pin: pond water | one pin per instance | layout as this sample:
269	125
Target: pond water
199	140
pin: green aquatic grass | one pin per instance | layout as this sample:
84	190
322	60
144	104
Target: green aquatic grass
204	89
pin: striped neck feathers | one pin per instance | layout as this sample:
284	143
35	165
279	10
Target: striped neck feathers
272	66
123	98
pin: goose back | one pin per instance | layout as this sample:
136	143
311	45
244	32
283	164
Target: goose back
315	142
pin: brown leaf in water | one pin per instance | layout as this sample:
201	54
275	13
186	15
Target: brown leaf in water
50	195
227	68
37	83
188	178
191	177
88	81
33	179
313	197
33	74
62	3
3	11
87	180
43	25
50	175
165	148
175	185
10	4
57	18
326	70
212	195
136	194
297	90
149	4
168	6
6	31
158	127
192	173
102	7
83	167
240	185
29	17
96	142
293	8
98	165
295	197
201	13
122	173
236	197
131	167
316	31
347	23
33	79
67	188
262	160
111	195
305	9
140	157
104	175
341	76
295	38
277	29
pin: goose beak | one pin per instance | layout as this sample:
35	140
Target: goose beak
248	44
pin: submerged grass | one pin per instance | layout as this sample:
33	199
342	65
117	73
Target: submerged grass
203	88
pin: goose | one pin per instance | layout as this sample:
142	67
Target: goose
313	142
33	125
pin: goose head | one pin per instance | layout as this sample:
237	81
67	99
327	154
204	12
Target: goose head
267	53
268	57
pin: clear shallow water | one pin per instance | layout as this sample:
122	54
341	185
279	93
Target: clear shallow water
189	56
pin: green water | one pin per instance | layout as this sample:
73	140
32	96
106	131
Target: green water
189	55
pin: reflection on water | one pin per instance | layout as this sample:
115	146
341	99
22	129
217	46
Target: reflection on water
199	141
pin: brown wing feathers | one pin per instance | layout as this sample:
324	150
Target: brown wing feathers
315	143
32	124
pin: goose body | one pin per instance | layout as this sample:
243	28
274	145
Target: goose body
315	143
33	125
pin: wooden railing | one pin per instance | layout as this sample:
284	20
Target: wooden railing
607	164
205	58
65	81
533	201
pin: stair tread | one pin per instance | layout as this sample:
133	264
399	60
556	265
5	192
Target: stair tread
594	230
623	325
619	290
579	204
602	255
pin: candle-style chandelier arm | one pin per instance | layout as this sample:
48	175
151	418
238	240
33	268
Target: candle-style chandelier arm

• **Try it**:
Using the material above, report each line where "style" occurs.

• **Written answer**:
pin: candle-style chandelier arm | one pin per instance | layout as this sample:
Target: candle-style chandelier arm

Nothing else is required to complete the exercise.